EXERCISE TASK A:
Answer each question from the passage on the CAISO below.
(i) What effort was the CAISO created as part of?
(ii) What three things does the passage say the nonprofit entity controls?
(iii) How many CAISO board members does the Senate confirm?
EXERCISE TASK B:
Translate this sentence from the passage on the CAISO into Spanish: "The state's oversight of the CAISO is limited to the Senate's confirmation of the five CAISO board members which are appointed by the Governor."
EXERCISE TASK C:
For each statement, say whether the passage on the CAISO agrees, and quote the words that decide it.
(i) The CAISO was eliminated along with the deregulation scheme.
(ii) The CAISO is subject to federal law.
(iii) The Governor confirms the CAISO board members.
+++ TEXT PROVIDED +++
3. Tail Wagging the Dog . The CAISO was created as part of
the state's failed effort to deregulate the sale and
delivery of electricity in the state. Although many
features of deregulation scheme have long since been
eliminated, the CAISO remains but without oversight
features originally intended by creation of the Electricity
Oversight Board which was intended to oversee the
electricity market and the activities of the CAISO.
Consequently, a nonprofit entity which is subject to
federal law remains in control of much of the state's
transmission grid, the dispatch of electricity, and some
procurement decisions. The state's oversight of the CAISO
is limited to the Senate's confirmation of the five CAISO
board members which are appointed by the Governor.
+++ ENTRIES +++
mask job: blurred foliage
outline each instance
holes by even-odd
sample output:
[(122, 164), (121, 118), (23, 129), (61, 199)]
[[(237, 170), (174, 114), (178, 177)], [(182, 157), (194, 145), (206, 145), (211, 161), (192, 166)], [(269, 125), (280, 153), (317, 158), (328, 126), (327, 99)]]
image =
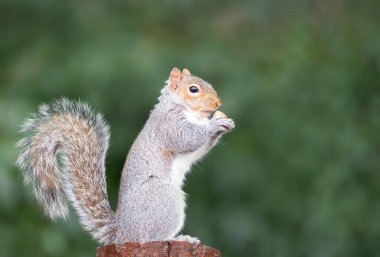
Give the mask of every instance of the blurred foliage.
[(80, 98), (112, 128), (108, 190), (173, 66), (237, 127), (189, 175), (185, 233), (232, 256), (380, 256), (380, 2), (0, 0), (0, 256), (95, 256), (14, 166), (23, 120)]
+++
+++ ENTRIES +++
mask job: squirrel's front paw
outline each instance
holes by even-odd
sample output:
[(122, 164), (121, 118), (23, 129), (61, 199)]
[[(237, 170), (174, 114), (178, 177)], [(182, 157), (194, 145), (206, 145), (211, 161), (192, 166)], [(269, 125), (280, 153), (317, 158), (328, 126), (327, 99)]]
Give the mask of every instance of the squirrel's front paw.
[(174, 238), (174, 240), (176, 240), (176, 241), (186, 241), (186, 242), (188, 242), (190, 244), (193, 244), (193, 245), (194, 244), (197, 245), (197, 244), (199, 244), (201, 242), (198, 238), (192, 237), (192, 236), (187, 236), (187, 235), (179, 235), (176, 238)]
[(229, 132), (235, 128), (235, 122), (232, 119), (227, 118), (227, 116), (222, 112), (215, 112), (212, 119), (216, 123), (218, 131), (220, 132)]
+++
TASK RESULT A:
(i) The state's failed effort to deregulate the sale and delivery of electricity in the state.
(ii) Much of the state's transmission grid, the dispatch of electricity, and some procurement decisions.
(iii) Five.

TASK RESULT B:
La supervisión que ejerce el estado sobre el CAISO se limita a la confirmación por parte del Senado de los cinco miembros de la junta directiva del CAISO, que son nombrados por el Gobernador.

TASK RESULT C:
(i) No: "the CAISO remains but without oversight features originally intended"
(ii) Yes: "a nonprofit entity which is subject to federal law remains in control of much of the state's transmission grid"
(iii) No: "the Senate's confirmation of the five CAISO board members which are appointed by the Governor"